## GOAL
Can you give the lines of the rows below as a numbered list, from the line with "Segment every instance of the skier in" up to and including the final line, leaving out any blank lines?
-- START OF RECORDED INFORMATION --
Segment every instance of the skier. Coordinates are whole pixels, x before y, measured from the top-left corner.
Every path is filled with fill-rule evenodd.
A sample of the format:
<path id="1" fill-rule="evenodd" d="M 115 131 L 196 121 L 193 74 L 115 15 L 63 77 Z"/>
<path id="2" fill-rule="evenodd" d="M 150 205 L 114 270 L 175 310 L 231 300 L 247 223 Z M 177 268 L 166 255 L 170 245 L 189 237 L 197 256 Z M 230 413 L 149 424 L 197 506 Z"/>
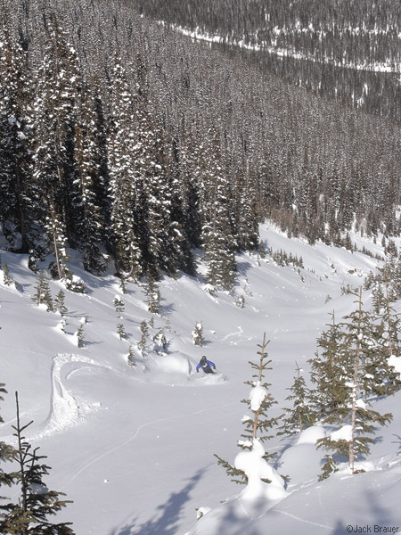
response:
<path id="1" fill-rule="evenodd" d="M 200 363 L 196 366 L 196 371 L 199 372 L 199 370 L 202 368 L 205 374 L 214 374 L 215 372 L 212 370 L 212 366 L 216 370 L 216 364 L 211 360 L 208 360 L 203 355 L 203 357 L 200 360 Z"/>

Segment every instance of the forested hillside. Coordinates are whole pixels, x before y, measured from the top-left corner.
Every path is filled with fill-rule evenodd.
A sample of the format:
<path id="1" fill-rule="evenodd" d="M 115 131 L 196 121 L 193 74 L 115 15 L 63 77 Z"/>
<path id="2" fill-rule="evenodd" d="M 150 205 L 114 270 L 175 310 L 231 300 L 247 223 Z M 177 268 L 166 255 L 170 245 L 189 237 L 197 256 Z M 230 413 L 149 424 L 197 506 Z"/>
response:
<path id="1" fill-rule="evenodd" d="M 401 119 L 401 9 L 392 0 L 127 0 L 168 26 L 260 51 L 285 81 Z"/>
<path id="2" fill-rule="evenodd" d="M 70 279 L 70 246 L 96 274 L 193 274 L 201 248 L 230 288 L 266 217 L 311 243 L 400 233 L 396 121 L 117 0 L 3 0 L 0 47 L 3 245 L 33 269 Z"/>

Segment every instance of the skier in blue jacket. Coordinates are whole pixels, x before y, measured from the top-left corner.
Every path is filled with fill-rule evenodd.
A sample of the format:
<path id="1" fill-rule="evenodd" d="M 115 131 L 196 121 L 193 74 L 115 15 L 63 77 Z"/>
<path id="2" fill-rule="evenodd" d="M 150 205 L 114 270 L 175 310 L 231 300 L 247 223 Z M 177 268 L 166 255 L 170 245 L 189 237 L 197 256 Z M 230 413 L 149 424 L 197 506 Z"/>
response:
<path id="1" fill-rule="evenodd" d="M 203 355 L 203 357 L 200 358 L 200 363 L 196 366 L 196 371 L 199 372 L 199 370 L 202 368 L 205 374 L 214 374 L 215 372 L 212 370 L 212 367 L 214 367 L 216 370 L 216 364 L 211 360 L 208 360 Z"/>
-- END OF RECORDED INFORMATION --
## SOLUTION FOR THIS EXERCISE
1. Segment every instance of the skier in blue jacket. Coordinates are whole pixels, x before y, measured from the top-left corner.
2. Every path is filled with fill-rule evenodd.
3. A sample of the format:
4. <path id="1" fill-rule="evenodd" d="M 115 131 L 196 121 L 193 74 L 115 15 L 63 77 Z"/>
5. <path id="2" fill-rule="evenodd" d="M 150 205 L 114 270 L 175 310 L 231 300 L 247 223 Z M 177 268 L 166 255 L 170 245 L 189 237 L 197 256 Z M 230 413 L 149 424 L 197 506 Z"/>
6. response:
7. <path id="1" fill-rule="evenodd" d="M 203 355 L 203 357 L 200 358 L 200 363 L 196 366 L 196 371 L 199 372 L 199 370 L 202 368 L 205 374 L 214 374 L 215 372 L 212 370 L 212 367 L 214 367 L 216 370 L 216 364 L 211 360 L 208 360 Z"/>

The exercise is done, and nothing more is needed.